* Excerpted passage *
Thoughts on Selected Wendell Berry Quotes

Wendell Berry

Wendell Berry – Poet, Author, Farmer, Philosopher

Let’s start this conversation off with one of Wendell Berry’s quotes that has had a profound impact on me and what has become Terroir Seeds:

“We are going to have to gather up the fragments of knowledge and responsibilities that have been turned over to governments, corporations, and specialists, and put those fragments back together again in our own minds and in our families and household and neighborhoods.”~ Wendell Berry

I heard or read the old phrase, “If you want to change the world, plant a garden,” when I was much younger. It didn’t make any sense to me at the time, as I strongly disliked being forced to work in our large garden when I had much better things to do with my free time!

I do remember the planting time during spring – readying the rows, digging the small irrigation ditches, making sure that the water would flow all the way to the end of the row. Then the planting of the seeds and transplanting seedlings into their places. We watered our 1/4 acre garden with a gas powered well pump from an old abandoned well that we had cleared up and found water in.

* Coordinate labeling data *
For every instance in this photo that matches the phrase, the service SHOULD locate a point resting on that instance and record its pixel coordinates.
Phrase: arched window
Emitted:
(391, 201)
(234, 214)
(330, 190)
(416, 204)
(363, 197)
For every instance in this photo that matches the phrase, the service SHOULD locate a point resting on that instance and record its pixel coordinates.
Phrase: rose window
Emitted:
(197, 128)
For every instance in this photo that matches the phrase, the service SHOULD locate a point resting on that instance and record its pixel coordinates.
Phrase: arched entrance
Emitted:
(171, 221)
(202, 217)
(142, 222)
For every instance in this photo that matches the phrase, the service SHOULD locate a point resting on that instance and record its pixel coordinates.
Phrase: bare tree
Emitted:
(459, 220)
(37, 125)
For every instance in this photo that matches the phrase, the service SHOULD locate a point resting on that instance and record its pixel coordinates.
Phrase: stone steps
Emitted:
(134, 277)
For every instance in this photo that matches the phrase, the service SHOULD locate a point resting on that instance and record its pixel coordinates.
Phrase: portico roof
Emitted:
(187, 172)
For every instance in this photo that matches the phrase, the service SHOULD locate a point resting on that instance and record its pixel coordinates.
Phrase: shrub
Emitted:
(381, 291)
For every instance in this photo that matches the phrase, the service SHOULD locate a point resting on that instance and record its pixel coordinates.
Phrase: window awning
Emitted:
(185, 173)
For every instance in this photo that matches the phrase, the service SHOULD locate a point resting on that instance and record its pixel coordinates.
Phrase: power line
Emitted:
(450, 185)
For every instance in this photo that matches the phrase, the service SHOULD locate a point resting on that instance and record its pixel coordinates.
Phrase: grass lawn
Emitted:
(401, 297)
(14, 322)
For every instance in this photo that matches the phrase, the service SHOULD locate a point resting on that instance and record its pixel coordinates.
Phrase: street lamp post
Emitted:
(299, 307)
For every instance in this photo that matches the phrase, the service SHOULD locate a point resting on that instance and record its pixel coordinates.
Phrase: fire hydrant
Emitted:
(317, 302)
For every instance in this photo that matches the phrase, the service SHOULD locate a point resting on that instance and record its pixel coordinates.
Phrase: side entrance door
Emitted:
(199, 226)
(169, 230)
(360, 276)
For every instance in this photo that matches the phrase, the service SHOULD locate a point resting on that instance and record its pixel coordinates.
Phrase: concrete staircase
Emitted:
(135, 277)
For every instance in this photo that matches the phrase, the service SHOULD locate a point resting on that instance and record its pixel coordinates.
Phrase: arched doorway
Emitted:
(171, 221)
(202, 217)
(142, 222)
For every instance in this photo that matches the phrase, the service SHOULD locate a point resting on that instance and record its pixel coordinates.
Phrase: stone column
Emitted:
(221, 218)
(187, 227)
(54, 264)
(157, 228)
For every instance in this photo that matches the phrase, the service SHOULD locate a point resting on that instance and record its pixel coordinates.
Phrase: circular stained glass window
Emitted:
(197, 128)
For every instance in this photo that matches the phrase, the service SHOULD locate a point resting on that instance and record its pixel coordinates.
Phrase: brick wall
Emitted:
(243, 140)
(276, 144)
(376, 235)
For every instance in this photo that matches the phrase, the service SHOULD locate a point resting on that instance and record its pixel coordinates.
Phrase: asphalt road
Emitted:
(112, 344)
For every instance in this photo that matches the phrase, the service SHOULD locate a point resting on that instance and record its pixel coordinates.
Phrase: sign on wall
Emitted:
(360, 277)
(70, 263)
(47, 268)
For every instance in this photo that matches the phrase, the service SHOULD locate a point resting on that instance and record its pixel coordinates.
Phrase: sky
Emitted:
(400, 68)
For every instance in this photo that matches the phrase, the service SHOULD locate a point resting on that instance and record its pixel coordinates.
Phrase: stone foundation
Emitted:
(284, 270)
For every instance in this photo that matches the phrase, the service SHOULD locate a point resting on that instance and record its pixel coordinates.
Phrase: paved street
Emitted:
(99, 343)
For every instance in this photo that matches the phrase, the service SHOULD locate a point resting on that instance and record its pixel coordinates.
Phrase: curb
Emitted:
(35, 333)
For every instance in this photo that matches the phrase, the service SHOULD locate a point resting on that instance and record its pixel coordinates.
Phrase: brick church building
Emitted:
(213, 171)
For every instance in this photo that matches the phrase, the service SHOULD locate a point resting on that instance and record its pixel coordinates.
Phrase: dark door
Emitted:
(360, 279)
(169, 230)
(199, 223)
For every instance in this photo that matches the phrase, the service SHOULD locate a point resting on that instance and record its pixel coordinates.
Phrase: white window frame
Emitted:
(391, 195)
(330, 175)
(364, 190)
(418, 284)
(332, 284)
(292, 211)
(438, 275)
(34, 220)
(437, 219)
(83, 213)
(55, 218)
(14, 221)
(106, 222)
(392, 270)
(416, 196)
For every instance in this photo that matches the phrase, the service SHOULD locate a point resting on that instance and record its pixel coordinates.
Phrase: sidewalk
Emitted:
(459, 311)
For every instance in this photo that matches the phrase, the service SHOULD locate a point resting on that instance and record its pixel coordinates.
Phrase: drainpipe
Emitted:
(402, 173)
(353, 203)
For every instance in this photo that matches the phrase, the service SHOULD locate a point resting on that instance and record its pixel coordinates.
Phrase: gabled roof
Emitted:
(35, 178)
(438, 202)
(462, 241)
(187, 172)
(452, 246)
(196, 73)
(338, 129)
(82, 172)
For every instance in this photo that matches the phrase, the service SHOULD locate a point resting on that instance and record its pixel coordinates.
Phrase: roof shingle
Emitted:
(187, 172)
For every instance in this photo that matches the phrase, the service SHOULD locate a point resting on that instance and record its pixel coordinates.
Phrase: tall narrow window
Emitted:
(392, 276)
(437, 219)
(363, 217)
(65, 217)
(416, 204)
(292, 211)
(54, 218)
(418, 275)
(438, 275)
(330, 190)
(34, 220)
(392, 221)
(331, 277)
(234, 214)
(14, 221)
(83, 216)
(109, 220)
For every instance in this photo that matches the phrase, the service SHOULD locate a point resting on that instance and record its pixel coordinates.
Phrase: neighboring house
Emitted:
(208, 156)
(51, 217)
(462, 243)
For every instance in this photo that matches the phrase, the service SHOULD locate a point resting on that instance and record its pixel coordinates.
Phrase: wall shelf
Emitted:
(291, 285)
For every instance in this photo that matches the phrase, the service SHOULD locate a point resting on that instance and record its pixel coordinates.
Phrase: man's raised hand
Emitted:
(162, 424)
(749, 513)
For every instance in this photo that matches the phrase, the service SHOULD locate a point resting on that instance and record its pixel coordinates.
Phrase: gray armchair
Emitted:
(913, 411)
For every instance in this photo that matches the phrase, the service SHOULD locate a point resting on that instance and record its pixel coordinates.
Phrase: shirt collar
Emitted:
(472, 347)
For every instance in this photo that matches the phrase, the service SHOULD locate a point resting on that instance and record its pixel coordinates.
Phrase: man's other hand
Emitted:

* Directions *
(1) In the post on Wendell Berry quotes, what was used to water the 1/4 acre garden?
(2) Report how many lines of the records contain the string "stone", with case counting. Give only the number.
The text about the quotes and the records are unrelated material.

* Task answers *
(1) A gas powered well pump drawing from an old abandoned well that had been cleared.

(2) 3